### Exercise
Please copy out every line of the data word for word.
Extracted records Block Start
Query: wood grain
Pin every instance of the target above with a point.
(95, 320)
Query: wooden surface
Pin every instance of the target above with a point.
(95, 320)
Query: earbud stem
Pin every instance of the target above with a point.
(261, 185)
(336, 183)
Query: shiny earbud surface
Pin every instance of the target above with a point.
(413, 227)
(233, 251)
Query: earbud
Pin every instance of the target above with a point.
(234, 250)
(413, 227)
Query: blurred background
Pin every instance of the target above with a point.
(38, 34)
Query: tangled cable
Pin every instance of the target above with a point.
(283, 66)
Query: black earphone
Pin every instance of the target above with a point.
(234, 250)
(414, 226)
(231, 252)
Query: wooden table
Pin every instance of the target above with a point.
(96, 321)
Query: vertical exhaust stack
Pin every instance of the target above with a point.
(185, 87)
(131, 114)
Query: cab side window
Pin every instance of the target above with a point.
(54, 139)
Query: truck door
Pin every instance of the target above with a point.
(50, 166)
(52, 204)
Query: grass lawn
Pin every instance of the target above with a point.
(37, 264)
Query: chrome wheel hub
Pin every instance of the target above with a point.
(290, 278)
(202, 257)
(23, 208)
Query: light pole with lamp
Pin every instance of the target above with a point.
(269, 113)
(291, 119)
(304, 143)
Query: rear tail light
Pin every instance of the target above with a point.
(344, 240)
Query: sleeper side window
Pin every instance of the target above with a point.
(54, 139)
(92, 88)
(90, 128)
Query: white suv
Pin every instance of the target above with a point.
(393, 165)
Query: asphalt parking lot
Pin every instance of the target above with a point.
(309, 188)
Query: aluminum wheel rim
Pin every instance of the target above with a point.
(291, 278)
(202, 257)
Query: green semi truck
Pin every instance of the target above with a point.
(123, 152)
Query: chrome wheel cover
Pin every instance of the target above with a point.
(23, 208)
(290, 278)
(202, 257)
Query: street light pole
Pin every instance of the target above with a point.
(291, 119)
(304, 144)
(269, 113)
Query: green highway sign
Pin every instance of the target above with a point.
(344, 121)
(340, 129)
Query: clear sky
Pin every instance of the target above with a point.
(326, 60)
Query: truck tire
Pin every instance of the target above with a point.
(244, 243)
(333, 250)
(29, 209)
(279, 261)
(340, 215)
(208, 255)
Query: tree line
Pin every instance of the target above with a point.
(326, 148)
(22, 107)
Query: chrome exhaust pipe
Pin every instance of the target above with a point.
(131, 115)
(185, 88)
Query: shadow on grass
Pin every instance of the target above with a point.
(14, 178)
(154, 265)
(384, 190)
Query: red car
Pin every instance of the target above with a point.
Extracted records Block End
### Response area
Query: wood grain
Pin every instance of the target above with a point.
(95, 320)
Query: wooden surface
Pin every instance of the target above with a point.
(95, 320)
Query: earbud stem
Pin every instance of the target above with a point.
(261, 185)
(336, 183)
Query: shiny earbud surface
Pin every instance of the target above with a point.
(413, 227)
(233, 251)
Query: earbud
Pin every instance of the target above with a point.
(234, 250)
(413, 227)
Query: blurred background
Pin every instance of the target above with a point.
(38, 34)
Query: tangled cable
Pin every instance of the target above with a point.
(283, 66)
Query: black earphone
Pin every instance of the target above with a point.
(234, 250)
(414, 226)
(231, 252)
Query: wooden table
Pin every instance of the target above with a point.
(96, 321)
Query: vertical exhaust stack
Pin every instance of the target above with a point.
(185, 87)
(131, 114)
Query: cab side window
Pin every instance of the target above with a point.
(54, 139)
Query: truck door
Pin every instance of the target above with a point.
(50, 166)
(52, 204)
Query: grass lawn
Pin every instance of the target above with a point.
(37, 264)
Query: chrome wheel hub
Pin every instance of the target above with a point.
(290, 278)
(202, 257)
(23, 208)
Query: light pole with lamp
Pin every instance of the target above with a point.
(269, 113)
(291, 119)
(304, 143)
Query: rear tail light
Pin every instance of the target above with a point.
(344, 240)
Query: sleeper side window
Pin every instance of the target above with a point.
(54, 139)
(92, 88)
(90, 128)
Query: white suv
Pin every instance of the target above with a point.
(393, 165)
Query: asphalt parking lot
Pin every instance of the target above with a point.
(309, 188)
Query: aluminum wheel rim
Pin every instance of the target above with a point.
(291, 278)
(202, 257)
Query: green semi truck
Pin every instance of the target above with a point.
(123, 152)
Query: chrome wheel cover
Pin every instance of the target above with a point.
(23, 208)
(290, 278)
(202, 257)
Query: street light pole
Pin every instance of the target above with a point.
(291, 119)
(304, 144)
(269, 113)
Query: green highway sign
Pin every instance of the target above with a point.
(344, 121)
(340, 129)
Query: clear sky
Pin every instance of the target above with a point.
(326, 60)
Query: truck tire
Pin every instance of the target above with a point.
(244, 243)
(333, 250)
(29, 209)
(279, 261)
(340, 215)
(208, 255)
Query: tree line
Pin every instance of the target above with a point.
(326, 148)
(22, 107)
Query: chrome exhaust pipe
Pin every instance of the target above with a point.
(131, 115)
(185, 88)
Query: shadow on grass
Pin every instance of the target above with a point.
(14, 178)
(154, 265)
(384, 190)
Query: red car
Pin every instance of the target above with a point.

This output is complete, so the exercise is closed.